** START Given data **
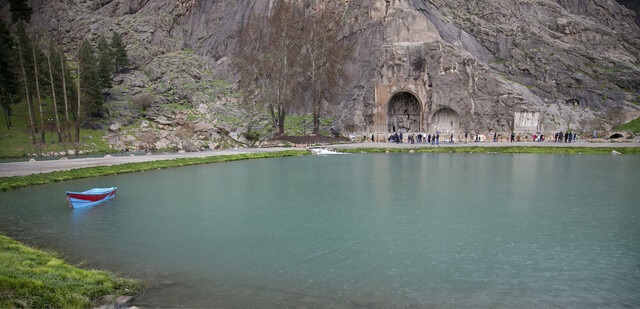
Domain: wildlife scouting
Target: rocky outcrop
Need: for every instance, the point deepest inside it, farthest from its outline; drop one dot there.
** END Given data **
** START Given data **
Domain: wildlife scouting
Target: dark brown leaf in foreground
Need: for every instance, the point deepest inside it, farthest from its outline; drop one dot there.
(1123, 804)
** END Given data **
** START Given data **
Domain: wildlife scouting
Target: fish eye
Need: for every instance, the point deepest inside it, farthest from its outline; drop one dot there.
** END Given data **
» Given request: Identify every line in the records above that contains the string "Target", and copy each such line. Case counts.

» Final result:
Target: rocky outcrop
Target: dark brown leaf in foreground
Target: fish eye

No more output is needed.